EXERCISE OBJECTIVE: Return only this: the line with "Q: Locate the man in military" and all the lines that follow it below, through the final one, exactly as they are.

RECORD EXCERPTS start

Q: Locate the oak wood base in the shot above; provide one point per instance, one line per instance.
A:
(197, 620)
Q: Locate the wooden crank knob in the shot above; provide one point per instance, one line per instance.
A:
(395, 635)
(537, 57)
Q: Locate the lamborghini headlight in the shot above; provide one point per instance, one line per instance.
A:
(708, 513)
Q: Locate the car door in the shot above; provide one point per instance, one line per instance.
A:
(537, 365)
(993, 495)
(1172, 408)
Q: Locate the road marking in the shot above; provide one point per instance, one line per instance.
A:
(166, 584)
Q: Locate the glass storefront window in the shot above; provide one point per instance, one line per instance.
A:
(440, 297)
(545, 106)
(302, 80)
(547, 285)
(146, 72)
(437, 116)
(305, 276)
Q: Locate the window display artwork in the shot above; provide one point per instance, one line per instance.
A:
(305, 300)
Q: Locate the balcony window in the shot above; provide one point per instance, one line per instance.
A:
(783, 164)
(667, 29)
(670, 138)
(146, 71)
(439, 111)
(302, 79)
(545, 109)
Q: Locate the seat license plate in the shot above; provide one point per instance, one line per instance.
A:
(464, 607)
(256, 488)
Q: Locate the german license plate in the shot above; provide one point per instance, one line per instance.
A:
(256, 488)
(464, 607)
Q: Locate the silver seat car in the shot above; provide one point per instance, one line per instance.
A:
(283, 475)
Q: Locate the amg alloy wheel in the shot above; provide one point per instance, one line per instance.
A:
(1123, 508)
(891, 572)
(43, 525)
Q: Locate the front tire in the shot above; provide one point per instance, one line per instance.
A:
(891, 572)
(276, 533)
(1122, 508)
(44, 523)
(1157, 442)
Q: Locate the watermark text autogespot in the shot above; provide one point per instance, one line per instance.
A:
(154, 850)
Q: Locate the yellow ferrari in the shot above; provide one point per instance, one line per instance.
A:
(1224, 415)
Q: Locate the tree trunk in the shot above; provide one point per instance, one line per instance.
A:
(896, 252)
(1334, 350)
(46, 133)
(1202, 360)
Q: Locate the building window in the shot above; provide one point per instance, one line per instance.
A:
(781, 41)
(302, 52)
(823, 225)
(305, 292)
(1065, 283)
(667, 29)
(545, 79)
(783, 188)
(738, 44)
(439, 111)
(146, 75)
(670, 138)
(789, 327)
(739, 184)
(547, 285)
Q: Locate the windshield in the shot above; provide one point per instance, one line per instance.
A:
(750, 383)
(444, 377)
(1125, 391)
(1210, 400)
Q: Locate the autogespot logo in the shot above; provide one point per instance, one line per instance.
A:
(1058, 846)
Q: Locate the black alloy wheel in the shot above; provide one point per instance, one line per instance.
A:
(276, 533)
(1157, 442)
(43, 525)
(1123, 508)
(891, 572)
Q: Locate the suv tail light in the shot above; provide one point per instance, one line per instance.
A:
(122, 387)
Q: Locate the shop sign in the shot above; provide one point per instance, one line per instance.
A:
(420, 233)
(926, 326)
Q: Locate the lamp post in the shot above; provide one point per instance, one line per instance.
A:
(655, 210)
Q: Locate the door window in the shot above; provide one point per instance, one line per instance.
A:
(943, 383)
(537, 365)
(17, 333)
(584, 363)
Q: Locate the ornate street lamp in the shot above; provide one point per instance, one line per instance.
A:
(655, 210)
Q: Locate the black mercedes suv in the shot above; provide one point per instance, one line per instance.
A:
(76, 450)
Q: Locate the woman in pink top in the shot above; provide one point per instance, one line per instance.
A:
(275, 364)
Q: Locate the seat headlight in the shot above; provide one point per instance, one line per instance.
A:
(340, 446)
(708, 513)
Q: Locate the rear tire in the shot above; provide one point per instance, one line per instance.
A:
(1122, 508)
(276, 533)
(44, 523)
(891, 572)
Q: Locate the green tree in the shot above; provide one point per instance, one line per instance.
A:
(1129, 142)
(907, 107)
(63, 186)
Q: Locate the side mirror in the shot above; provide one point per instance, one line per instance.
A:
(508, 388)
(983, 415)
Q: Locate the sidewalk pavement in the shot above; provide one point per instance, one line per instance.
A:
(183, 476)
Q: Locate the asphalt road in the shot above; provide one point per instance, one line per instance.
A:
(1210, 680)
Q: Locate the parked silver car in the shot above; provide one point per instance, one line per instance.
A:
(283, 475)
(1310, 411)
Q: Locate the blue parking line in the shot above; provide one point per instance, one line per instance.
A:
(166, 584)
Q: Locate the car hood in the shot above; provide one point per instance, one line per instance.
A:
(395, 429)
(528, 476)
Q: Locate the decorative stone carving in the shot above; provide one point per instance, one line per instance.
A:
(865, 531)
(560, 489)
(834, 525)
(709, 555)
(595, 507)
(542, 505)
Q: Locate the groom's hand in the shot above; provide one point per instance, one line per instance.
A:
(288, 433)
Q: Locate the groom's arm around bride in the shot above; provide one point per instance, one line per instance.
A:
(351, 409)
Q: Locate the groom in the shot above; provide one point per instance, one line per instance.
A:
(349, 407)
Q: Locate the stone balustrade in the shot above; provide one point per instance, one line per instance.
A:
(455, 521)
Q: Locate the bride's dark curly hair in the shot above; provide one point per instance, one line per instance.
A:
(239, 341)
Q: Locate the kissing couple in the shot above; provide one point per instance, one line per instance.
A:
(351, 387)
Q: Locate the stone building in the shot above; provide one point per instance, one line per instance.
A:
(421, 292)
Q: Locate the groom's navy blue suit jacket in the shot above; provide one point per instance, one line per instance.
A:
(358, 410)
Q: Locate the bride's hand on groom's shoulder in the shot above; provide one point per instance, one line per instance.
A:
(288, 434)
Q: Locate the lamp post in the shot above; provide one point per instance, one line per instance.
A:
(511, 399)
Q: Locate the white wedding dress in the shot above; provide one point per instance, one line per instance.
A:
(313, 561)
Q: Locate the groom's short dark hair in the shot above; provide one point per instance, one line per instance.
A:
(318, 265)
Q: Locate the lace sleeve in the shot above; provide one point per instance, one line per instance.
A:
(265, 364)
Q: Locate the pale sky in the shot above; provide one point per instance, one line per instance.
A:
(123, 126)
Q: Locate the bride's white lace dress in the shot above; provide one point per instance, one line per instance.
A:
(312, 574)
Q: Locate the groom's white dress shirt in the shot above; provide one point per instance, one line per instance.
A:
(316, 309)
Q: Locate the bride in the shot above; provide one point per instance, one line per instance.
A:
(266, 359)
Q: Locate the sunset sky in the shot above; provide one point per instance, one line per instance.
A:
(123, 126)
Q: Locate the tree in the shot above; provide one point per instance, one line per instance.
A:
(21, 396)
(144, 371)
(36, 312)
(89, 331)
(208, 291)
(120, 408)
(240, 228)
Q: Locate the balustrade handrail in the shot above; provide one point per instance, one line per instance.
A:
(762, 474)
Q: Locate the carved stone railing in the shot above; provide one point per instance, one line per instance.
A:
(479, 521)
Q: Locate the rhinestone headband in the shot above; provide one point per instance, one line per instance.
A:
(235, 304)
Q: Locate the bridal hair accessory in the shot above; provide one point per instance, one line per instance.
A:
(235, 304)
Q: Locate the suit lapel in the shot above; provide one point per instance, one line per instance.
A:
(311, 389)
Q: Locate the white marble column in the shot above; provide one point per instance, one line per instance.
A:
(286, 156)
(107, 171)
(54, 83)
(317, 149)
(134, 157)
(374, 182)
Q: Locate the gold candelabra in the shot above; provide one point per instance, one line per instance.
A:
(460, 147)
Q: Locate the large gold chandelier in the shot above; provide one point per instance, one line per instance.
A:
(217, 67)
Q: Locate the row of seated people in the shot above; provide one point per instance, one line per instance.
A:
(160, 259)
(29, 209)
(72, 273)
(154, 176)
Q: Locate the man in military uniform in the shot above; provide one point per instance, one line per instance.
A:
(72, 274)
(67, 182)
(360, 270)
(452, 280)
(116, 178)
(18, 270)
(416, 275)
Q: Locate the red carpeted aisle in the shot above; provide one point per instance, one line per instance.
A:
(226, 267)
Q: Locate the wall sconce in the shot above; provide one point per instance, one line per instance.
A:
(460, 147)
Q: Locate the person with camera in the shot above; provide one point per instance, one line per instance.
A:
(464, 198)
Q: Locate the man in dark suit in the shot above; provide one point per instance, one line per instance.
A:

RECORD EXCERPTS end

REPLY TO THE TASK:
Q: Locate the man in military uniform in the shot above; provide one point per instance, one line per instance.
A:
(72, 274)
(67, 182)
(360, 270)
(452, 280)
(116, 178)
(18, 270)
(416, 275)
Q: Locate the red carpeted aisle in the shot above; provide one point per instance, one line per instance.
A:
(226, 267)
Q: Locate the wall sconce in the shot above; provide one point per instance, one line per instance.
A:
(460, 147)
Q: Locate the person with camera in the shot above; provide one point per instance, one line per instance.
A:
(464, 198)
Q: Locate the man in dark suit in the shot above; provide one point per instance, one line per instance.
A:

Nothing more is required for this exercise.